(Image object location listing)
%%

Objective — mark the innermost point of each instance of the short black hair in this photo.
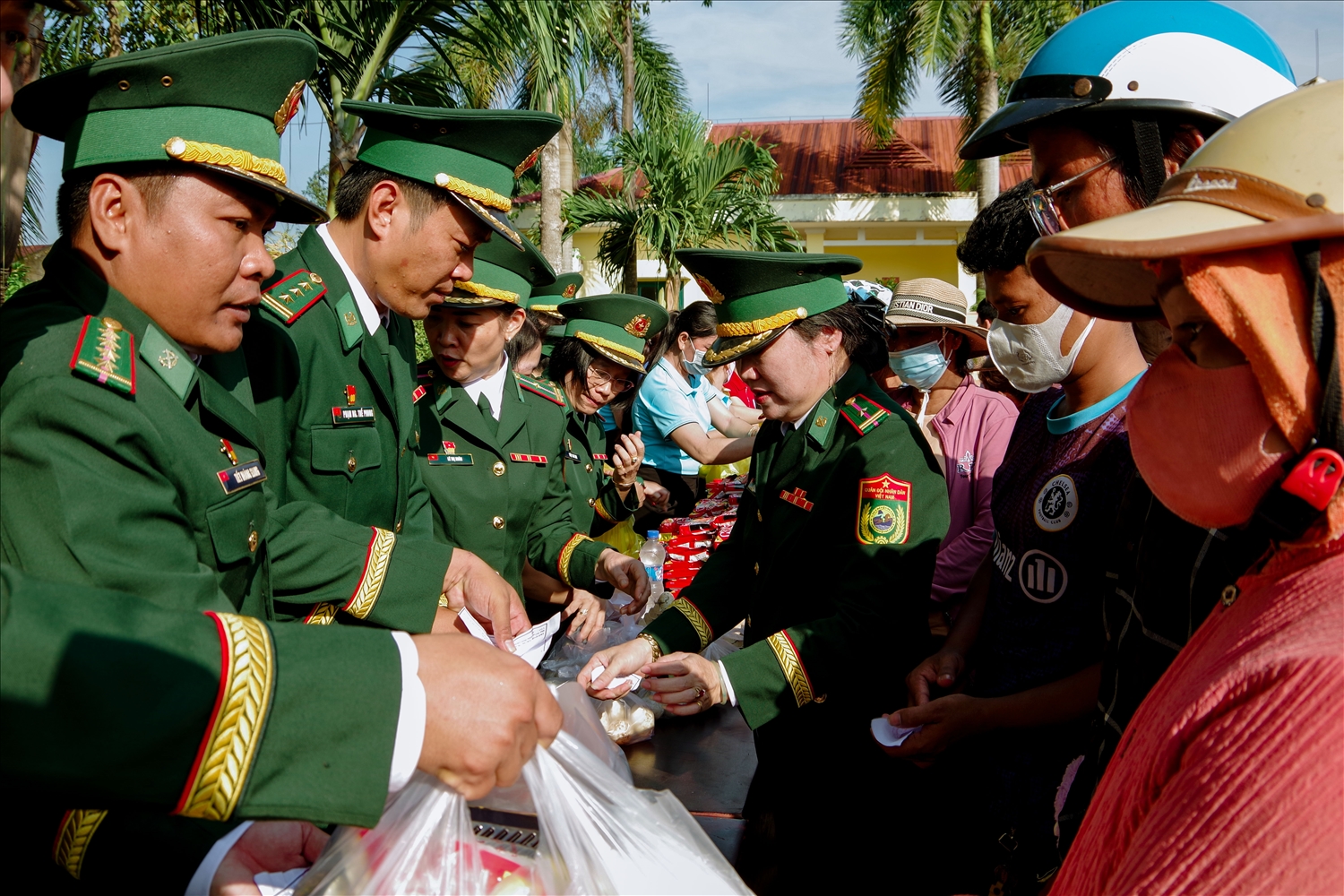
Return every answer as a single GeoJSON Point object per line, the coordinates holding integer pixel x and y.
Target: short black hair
{"type": "Point", "coordinates": [354, 188]}
{"type": "Point", "coordinates": [153, 180]}
{"type": "Point", "coordinates": [1000, 236]}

%%

Quote the listing above word for word, leaving out the pictures.

### SOLUTION FOR THIS EXERCISE
Objective — mark the innermost point of each instance of the short black hair in this photo.
Return every answer as a single GeoJSON Point object per line, the coordinates holding integer pixel x and y.
Target: short black hair
{"type": "Point", "coordinates": [354, 188]}
{"type": "Point", "coordinates": [153, 180]}
{"type": "Point", "coordinates": [1000, 236]}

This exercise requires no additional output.